## Set exercise 1:
Translate this sentence from the Christmas wind-down post into Spanish: "One of my big challenges this year is winding down."
## Set exercise 2:
From the Christmas wind-down post, reproduce the passage from "One of my big" up to and including "turned on brain!".

## Excerpt provided:
Joy is not in things; it is in us ~ Richard Wagner
With only three sleeps until Christmas many of us are wondering how to wind down, how to enjoy time with our family and friends, and how to continue or create meaningful traditions for this time of year. Perhaps we are trying to avoid a hurricane of over-receiving and over-indulging, trying instead to connect with Christmastime as about giving, faith and connectedness to others and ourselves.
One of my big challenges this year is winding down. In many ways I would like to switch off my work and research selves so that I can be present with family, friends, nature and the present moment. But the hybridity of my roles (teacher, school leader, researcher, connected learner, parent) makes it hard to power down. My leadership work in my school is closely related to my PhD research on teacher growth and school change, so I am constantly immersed in reading, acting and thinking about these things. Being a participant in education Twitter chats this year (like #satchat #sunchat #aussieED, #BFC530 and #whatisschool) has also kept my brain buzzing with ideas sparked by stimulating conversation with inspiring individuals, most of whom I have never met (thank you, my learning network). It appears you can’t turn off a turned on brain!

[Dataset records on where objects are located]
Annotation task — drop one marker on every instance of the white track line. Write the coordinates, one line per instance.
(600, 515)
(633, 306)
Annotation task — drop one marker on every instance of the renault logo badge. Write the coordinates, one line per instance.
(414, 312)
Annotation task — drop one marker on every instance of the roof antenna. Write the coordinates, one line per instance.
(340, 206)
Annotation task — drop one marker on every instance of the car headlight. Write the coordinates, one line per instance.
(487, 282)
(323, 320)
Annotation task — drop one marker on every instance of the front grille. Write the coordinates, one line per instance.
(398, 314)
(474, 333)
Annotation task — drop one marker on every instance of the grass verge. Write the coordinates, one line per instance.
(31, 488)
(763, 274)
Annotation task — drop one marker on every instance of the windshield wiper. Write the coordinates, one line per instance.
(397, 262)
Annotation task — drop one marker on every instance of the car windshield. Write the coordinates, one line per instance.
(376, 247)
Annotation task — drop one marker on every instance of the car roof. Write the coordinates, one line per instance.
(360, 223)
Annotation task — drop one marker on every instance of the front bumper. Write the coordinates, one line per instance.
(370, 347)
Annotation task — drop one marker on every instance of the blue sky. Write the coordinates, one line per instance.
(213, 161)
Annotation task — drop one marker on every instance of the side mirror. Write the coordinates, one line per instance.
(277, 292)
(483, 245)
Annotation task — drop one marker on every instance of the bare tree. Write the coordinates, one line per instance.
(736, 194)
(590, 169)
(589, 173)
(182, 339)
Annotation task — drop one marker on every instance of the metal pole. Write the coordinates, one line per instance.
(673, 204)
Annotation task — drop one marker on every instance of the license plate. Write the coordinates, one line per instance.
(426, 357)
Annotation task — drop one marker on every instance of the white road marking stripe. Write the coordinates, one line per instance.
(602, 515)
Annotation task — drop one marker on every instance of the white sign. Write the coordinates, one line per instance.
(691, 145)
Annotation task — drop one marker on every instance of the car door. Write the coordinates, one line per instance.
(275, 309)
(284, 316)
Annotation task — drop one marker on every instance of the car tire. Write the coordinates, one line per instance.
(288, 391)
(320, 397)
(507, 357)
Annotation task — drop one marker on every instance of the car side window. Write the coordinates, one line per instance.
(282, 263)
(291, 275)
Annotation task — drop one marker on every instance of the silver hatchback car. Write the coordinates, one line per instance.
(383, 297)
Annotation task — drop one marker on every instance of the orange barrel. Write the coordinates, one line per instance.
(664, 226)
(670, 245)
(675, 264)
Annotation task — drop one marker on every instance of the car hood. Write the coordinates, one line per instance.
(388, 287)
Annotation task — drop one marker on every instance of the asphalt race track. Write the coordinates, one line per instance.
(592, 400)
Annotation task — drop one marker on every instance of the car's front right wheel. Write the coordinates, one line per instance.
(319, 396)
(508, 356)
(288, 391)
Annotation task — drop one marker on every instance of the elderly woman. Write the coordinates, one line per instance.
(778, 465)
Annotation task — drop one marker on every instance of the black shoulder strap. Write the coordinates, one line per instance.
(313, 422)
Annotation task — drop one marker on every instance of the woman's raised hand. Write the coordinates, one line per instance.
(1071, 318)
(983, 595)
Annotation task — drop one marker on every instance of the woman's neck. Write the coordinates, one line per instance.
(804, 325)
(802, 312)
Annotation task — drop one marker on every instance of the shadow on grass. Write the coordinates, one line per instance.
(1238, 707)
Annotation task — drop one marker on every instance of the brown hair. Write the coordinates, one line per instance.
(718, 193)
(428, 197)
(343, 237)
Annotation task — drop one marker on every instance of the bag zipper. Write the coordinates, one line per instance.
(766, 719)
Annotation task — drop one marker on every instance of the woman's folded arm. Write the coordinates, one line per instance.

## Full answer 1:
Uno de mis grandes retos este año es bajar el ritmo.

## Full answer 2:
One of my big challenges this year is winding down. In many ways I would like to switch off my work and research selves so that I can be present with family, friends, nature and the present moment. But the hybridity of my roles (teacher, school leader, researcher, connected learner, parent) makes it hard to power down. My leadership work in my school is closely related to my PhD research on teacher growth and school change, so I am constantly immersed in reading, acting and thinking about these things. Being a participant in education Twitter chats this year (like #satchat #sunchat #aussieED, #BFC530 and #whatisschool) has also kept my brain buzzing with ideas sparked by stimulating conversation with inspiring individuals, most of whom I have never met (thank you, my learning network). It appears you can’t turn off a turned on brain!